RECORDS SHOWN:

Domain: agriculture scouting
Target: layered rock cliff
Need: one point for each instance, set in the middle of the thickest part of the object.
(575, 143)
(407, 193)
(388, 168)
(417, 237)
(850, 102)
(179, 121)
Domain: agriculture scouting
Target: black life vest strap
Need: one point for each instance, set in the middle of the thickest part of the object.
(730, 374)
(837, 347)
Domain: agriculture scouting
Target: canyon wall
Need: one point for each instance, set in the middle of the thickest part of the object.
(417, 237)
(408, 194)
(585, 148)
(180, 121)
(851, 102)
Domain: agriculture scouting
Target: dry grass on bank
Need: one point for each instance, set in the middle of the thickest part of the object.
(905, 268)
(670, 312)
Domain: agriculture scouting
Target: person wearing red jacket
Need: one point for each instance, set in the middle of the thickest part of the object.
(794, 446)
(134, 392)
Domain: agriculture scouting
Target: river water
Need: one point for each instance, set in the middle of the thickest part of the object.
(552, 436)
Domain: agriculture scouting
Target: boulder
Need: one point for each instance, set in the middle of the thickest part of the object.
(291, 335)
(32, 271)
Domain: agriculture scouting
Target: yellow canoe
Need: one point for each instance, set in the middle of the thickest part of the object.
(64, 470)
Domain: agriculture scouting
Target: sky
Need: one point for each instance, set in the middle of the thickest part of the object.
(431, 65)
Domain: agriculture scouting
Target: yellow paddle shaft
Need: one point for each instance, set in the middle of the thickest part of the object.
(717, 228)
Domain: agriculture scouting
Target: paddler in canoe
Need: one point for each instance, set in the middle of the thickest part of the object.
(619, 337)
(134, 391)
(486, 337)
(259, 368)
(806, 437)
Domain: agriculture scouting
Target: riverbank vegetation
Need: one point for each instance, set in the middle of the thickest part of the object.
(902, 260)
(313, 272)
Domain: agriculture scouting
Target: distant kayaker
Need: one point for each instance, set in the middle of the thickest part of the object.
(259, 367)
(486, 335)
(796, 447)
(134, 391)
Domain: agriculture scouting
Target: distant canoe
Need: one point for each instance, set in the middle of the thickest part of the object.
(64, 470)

WHAT IS NEEDED: How many lines in the rows above contain the word "yellow"? Reply with the number alone.

RESULT OF THE EXERCISE: 2